▸ TRECHO DO TEXTO:
──────────

Essas plantas se associam com bactérias que conseguem usar a simbiose entre planta e as bactérias, pegar esse nitrogênio e torná-lo disponível, não só para o ingá e para a Gliricídia, o feijão e o feijão guandu, mas para toda a comunidade onde essas plantas estão. Então, se tiver um café ali, esse café também vai aproveitar desse nitrogênio, se tiver uma bananeira, essa bananeira também vai aproveitar desse nitrogênio. Então, na verdade, tudo está aí, né? O solo tem fósforo, o solo tem potássio, o nitrogênio está no ar, o carbono, que hoje não é considerado um nutriente, mas ele também está no ar. O que a gente precisa construir é formas, mecanismos para que isso se torne disponível.”

Confira na íntegra A produção agroflorestal de alimentos: entrevista com Namastê Messerschmidt

Agroflorestas: sistemas produtivos integrados

A integração de árvores com culturas agrícolas e pecuária, as agroflorestas também são opções que favorecem a biodiversidade e melhoram a qualidade do solo. “Os sistemas agroflorestais (SAF) têm sido apontados como alternativa fundamental para as políticas de incentivo à recuperação de áreas já desmatadas, possibilitando assim a sustentabilidade dos recursos naturais e a produção com vantagens sociais, econômicas e ambientais”, segundo a EMBRAPA, através do guia Sistemas agroflorestais: princípios básicos, que apresenta o que é um Sistema Agroflorestal, as classificação dos sistemas Agroflorestais, suas vantagens e restrições, etapas para implantação e o papel das árvores nos sistemas agroflorestais. 

Agricultura Sintrópica e o estudo das leis naturais

Agricultura Sintrópica é um conjunto teórico e prático de um modelo de agricultura desenvolvido por Ernst Götsch, no qual os processos naturais são traduzidos para as práticas agrícolas tanto em sua forma, quanto em sua função e dinâmica. “Assim, podemos falar em regeneração pelo uso, uma vez que o estabelecimento de áreas agrícolas altamente produtivas, e que tendem à independência de insumos e irrigação, tem como consequência a oferta de serviços ecossistêmicos, com especial destaque para a formação de solo, a regulação do microclima e o favorecimento do ciclo da água. Ou seja, o plantio agrícola é concomitante à regeneração de ecossistemas”, define Dayana Andrade em O que é Agricultura Sintrópica?

“A agricultura sintrópica (também descrita como agrofloresta sucessional) não é um pacote tecnológico que pode ser comprado, nem um plano definitivo de design ajustável para todos os gostos. Ela é, antes de tudo, uma mudança no olhar. É uma nova proposta de leitura dos ecossistemas que abre caminho para que o agricultor aprenda a buscar suas respostas usando outro raciocínio, bem diferente do que estamos acostumados”, completa Dayane.

──────────

▸ Exemplos de marcação de pontos:

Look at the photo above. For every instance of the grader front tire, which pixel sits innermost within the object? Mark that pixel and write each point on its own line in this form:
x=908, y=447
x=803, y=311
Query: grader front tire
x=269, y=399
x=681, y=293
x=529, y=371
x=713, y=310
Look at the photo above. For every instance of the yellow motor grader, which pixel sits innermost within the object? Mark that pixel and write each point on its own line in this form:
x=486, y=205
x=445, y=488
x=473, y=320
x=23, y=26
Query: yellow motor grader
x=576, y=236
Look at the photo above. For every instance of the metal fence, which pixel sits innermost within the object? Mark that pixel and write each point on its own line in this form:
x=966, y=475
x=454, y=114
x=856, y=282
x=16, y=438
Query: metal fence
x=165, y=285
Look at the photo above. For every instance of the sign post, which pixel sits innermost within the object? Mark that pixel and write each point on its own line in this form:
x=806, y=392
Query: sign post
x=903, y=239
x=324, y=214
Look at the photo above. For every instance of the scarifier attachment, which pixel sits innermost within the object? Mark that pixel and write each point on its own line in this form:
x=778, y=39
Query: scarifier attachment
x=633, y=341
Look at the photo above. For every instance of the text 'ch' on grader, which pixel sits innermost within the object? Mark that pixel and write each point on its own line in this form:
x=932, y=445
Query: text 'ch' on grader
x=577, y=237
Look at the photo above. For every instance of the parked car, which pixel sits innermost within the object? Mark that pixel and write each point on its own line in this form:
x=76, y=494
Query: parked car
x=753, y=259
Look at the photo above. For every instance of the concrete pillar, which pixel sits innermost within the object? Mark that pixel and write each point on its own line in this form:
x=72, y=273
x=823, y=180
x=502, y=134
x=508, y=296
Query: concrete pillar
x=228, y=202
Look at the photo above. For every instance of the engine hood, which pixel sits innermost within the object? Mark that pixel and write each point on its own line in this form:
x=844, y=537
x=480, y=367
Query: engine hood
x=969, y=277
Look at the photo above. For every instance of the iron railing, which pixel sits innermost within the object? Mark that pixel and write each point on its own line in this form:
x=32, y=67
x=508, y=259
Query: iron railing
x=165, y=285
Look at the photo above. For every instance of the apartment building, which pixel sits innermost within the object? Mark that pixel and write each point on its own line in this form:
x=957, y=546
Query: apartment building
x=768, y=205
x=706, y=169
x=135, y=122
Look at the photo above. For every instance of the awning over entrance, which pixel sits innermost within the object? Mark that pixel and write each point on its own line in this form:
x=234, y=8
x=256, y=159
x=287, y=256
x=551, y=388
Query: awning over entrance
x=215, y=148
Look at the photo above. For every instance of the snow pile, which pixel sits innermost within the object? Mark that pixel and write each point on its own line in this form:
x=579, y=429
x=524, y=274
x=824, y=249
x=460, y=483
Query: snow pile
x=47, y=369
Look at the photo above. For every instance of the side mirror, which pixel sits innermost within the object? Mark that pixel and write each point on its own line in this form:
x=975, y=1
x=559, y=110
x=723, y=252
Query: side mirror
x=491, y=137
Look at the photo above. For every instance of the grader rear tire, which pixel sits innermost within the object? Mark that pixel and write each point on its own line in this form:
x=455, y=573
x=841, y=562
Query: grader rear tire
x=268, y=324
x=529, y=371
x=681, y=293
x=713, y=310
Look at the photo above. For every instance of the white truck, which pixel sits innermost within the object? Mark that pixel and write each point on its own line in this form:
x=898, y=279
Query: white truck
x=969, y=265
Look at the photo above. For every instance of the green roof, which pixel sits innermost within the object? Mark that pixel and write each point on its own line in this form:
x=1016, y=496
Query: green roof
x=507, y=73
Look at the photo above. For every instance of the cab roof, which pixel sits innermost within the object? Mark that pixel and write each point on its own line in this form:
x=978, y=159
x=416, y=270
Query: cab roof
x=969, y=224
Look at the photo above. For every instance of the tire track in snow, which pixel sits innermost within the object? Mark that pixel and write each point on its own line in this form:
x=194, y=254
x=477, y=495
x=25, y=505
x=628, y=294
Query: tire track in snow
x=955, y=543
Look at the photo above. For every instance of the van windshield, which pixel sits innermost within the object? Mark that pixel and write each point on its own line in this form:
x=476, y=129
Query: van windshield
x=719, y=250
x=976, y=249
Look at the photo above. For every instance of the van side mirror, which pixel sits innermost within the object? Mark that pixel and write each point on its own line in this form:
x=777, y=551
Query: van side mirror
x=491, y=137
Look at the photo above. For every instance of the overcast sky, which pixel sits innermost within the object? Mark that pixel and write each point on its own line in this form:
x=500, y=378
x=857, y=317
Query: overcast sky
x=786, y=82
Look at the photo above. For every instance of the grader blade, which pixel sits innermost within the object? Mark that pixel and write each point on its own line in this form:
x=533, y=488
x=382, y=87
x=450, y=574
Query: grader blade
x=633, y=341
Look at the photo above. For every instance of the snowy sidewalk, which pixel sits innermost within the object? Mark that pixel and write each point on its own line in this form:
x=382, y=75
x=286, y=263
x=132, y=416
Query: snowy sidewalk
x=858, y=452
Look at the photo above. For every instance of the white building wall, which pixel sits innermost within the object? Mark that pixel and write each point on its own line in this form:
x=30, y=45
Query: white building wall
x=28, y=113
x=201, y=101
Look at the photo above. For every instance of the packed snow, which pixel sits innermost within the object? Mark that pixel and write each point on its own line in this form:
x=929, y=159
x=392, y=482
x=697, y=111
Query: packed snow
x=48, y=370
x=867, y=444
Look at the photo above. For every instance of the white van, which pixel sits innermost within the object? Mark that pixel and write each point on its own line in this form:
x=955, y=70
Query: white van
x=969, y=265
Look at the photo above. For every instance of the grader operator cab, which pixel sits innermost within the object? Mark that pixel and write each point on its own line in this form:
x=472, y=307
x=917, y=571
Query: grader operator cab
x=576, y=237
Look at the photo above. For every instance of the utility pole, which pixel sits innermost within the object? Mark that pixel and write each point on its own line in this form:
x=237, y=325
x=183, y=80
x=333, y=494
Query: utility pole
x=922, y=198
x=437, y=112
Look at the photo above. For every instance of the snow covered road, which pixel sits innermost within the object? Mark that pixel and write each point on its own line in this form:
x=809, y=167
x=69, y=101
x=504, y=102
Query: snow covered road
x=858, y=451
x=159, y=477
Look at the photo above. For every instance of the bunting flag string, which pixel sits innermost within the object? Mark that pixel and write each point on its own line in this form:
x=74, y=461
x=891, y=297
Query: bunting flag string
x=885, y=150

──────────

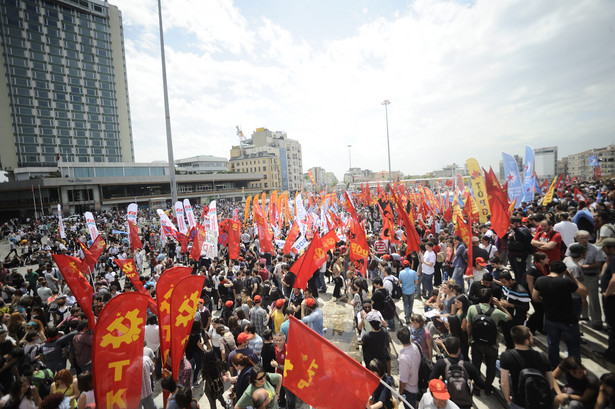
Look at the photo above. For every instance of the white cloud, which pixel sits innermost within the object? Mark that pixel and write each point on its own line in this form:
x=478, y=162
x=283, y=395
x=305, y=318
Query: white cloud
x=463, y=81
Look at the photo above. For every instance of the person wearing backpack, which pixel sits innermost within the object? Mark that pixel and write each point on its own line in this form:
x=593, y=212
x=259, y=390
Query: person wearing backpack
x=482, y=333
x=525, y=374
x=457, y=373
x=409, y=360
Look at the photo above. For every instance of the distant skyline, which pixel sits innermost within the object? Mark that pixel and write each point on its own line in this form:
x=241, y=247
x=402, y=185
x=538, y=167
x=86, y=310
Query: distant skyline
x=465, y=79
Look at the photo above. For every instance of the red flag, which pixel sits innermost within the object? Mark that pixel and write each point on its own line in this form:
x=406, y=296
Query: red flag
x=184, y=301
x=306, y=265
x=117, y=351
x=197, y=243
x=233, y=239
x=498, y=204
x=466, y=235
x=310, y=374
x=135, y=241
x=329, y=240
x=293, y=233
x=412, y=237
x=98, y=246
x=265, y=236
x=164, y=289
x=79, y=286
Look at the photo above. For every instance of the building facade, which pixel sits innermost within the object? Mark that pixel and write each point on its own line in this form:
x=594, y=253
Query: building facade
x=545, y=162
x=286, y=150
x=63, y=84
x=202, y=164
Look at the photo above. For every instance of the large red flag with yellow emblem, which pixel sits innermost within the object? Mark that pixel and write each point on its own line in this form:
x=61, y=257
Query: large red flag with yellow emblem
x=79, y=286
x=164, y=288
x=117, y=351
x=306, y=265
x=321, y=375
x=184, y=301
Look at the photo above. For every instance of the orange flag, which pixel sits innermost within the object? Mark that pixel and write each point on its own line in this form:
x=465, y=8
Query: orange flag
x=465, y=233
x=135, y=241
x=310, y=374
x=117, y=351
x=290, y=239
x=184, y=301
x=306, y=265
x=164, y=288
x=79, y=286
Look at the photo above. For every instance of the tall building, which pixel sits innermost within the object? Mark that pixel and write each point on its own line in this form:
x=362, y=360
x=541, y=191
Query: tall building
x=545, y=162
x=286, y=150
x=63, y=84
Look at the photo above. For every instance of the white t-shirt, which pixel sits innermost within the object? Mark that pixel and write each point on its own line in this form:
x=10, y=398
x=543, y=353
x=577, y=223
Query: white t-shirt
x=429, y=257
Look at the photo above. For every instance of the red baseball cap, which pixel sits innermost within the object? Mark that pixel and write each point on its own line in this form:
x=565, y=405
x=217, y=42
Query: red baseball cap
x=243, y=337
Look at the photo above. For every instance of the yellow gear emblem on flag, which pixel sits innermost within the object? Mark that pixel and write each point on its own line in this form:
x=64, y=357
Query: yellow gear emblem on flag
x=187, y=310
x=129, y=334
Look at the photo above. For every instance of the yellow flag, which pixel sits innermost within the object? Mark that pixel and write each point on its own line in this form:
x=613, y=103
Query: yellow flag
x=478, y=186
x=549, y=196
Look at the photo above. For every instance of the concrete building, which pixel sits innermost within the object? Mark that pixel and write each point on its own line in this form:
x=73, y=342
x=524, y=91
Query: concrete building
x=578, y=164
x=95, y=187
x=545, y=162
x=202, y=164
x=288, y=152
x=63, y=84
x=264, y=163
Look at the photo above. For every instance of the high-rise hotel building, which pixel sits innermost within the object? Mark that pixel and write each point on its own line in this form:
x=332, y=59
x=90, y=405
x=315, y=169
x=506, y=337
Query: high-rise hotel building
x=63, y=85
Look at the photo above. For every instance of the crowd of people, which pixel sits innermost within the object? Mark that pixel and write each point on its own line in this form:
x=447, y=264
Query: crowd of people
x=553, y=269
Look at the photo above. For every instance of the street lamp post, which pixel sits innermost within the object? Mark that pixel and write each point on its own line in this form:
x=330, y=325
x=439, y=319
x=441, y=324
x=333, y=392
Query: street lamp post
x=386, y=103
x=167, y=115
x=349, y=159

──────────

▸ ENUNCIADO:
Para cada frase abaixo, responda sim ou não, conforme concorde ou não com o texto sobre agroflorestas, e cite as palavras do texto que decidem a resposta.
1. A agricultura sintrópica foi desenvolvida por Ernst Götsch.
2. A agricultura sintrópica é um pacote tecnológico que pode ser comprado.
3. O carbono é hoje considerado um nutriente.

▸ RESPOSTA:
1. Sim: "um modelo de agricultura desenvolvido por Ernst Götsch"
2. Não: "não é um pacote tecnológico que pode ser comprado"
3. Não: "o carbono, que hoje não é considerado um nutriente"